ASSIGNED TASK: Report each line of the material below where the word "lion" can be found.

SUPPLIED RECORDS:
BEGIN

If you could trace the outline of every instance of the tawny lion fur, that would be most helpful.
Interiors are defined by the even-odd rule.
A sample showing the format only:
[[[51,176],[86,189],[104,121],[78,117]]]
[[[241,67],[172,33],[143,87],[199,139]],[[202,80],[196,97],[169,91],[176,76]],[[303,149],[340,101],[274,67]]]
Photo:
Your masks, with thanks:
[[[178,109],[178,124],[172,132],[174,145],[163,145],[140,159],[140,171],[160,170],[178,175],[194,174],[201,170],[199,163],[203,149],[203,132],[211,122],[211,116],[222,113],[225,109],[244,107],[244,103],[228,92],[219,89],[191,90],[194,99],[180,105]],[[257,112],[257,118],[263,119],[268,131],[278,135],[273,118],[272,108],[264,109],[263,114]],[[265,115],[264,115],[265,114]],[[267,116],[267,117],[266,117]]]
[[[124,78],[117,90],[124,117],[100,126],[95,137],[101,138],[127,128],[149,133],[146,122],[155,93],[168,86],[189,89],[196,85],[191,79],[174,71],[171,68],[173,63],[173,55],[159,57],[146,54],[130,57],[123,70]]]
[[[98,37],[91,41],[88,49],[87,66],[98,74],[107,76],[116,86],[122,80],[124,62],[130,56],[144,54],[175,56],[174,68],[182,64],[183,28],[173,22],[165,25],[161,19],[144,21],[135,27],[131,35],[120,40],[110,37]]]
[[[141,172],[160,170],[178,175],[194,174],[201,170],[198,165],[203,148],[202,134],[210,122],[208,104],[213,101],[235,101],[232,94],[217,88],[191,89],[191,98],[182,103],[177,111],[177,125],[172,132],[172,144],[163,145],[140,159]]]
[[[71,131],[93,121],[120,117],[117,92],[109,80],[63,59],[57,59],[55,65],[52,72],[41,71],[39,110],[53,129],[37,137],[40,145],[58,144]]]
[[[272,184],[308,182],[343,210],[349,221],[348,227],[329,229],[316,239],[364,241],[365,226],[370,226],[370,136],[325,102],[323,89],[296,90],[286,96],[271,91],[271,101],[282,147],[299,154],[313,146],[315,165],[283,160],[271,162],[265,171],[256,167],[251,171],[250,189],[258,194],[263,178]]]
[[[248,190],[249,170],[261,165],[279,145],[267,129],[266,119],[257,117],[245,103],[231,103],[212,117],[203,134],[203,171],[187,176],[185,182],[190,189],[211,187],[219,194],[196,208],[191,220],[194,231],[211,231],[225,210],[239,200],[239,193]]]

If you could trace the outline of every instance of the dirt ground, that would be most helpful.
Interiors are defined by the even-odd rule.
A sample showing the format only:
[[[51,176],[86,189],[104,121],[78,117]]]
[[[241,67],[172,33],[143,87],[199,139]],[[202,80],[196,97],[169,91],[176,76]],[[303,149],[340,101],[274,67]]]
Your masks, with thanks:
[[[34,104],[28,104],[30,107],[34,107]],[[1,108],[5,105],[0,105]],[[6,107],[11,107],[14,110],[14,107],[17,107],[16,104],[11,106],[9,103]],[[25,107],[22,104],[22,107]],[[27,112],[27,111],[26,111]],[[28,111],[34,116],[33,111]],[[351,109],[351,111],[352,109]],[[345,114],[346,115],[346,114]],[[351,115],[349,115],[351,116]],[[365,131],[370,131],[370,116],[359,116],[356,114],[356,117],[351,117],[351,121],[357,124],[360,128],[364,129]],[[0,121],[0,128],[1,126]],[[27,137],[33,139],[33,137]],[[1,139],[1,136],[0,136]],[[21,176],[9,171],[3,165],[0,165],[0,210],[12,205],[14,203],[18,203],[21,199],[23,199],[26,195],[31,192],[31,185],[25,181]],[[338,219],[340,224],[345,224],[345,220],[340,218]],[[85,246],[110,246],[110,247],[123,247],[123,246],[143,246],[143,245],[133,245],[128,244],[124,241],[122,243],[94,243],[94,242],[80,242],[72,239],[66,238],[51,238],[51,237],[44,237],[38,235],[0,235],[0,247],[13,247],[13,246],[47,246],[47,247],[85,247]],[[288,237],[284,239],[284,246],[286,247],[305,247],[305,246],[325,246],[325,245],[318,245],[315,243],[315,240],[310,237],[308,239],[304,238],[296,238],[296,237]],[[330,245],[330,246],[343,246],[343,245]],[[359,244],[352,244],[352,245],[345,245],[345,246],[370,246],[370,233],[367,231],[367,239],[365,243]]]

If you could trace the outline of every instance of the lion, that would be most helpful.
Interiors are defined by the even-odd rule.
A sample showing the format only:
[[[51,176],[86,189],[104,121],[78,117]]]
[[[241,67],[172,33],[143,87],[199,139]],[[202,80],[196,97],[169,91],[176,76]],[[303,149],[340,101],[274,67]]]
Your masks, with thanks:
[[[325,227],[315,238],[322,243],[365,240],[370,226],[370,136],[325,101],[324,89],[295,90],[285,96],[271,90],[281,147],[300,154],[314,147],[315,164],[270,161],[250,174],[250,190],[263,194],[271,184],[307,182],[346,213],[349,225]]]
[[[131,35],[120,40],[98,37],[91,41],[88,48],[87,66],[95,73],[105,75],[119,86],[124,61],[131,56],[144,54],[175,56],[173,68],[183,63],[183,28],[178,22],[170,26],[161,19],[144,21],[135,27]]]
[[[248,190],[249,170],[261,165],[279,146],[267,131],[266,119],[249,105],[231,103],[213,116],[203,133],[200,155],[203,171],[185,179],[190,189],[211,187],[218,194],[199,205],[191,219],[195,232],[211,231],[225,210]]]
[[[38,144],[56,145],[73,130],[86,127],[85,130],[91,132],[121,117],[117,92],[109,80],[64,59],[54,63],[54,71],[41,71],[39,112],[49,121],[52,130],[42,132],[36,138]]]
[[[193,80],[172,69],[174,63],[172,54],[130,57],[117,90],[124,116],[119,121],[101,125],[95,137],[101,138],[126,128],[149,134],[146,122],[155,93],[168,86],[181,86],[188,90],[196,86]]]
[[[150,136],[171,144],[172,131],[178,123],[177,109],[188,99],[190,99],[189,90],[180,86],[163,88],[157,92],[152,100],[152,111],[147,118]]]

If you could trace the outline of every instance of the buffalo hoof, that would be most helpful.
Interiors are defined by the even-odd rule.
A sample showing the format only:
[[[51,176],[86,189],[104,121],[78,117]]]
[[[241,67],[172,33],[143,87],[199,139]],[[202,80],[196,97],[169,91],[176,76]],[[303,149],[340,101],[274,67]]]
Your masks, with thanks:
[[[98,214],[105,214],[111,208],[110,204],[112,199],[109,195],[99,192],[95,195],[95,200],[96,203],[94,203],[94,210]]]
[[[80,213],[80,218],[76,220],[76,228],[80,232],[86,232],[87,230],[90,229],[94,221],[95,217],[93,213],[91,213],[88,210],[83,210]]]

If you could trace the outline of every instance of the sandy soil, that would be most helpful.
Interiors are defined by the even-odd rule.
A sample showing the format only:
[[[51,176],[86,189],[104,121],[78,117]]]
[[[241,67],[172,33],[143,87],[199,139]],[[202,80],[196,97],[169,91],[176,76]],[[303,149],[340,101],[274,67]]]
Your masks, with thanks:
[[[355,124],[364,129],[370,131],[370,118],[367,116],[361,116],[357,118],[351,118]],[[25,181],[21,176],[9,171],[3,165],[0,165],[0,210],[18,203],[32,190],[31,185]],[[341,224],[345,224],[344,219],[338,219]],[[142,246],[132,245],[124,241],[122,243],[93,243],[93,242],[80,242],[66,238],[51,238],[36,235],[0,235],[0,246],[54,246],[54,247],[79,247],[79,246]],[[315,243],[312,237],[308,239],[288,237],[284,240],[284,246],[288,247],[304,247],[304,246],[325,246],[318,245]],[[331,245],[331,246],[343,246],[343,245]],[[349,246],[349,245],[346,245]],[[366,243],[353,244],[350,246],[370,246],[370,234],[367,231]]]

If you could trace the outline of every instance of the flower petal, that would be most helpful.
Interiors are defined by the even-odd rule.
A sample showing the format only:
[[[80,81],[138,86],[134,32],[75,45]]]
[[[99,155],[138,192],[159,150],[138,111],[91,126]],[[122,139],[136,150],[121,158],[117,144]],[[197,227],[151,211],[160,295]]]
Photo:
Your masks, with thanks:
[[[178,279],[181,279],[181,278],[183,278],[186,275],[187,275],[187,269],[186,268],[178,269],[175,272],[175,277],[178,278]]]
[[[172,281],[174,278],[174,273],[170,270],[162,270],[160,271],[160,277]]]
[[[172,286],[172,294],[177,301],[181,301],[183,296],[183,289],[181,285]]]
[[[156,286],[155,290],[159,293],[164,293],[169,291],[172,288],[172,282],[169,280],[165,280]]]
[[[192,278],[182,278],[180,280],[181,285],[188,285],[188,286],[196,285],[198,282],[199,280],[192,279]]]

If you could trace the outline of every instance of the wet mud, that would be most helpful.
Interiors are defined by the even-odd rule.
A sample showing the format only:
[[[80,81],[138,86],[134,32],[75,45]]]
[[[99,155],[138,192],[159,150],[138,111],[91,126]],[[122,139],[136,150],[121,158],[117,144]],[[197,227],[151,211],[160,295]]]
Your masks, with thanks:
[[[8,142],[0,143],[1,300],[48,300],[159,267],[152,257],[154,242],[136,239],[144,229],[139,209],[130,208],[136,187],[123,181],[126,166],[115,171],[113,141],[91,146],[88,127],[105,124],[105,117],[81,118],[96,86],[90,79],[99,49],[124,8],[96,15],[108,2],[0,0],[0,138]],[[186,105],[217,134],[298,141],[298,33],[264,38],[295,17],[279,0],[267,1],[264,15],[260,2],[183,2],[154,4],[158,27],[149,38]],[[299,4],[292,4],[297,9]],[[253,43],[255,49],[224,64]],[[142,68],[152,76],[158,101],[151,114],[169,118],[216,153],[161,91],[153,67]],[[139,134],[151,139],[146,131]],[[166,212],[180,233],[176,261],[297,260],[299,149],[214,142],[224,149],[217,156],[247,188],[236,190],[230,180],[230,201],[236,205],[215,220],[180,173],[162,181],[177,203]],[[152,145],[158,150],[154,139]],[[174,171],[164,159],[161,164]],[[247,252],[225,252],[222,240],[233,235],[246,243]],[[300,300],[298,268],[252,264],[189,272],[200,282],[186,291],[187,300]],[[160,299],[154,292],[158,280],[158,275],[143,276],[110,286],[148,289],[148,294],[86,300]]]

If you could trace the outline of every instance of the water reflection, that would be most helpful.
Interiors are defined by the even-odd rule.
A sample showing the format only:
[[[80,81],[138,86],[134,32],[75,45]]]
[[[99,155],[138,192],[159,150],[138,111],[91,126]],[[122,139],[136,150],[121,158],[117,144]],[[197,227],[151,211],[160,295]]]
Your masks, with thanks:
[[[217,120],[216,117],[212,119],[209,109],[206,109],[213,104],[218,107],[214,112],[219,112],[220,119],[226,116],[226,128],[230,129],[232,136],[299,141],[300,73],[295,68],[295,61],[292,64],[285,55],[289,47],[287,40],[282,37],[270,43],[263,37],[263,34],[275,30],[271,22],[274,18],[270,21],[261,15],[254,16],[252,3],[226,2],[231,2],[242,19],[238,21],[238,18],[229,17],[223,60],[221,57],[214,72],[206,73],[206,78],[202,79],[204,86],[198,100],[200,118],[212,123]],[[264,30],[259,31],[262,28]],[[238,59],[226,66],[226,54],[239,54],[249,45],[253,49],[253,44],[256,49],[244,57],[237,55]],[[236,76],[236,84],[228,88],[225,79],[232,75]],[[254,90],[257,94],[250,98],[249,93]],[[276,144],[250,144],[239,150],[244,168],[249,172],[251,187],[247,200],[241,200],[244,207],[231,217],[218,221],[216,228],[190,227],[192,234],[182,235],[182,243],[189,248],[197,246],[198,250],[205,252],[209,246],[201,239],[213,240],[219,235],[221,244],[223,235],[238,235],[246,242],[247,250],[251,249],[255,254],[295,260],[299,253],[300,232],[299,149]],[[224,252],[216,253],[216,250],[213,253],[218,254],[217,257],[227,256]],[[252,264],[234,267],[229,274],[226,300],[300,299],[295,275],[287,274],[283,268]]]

END

FINAL ANSWER:
If you could trace the outline of every instance of the tawny lion fur, that would be most helpful.
If you could trace the outline of every instance of the lion, that would be most helpful.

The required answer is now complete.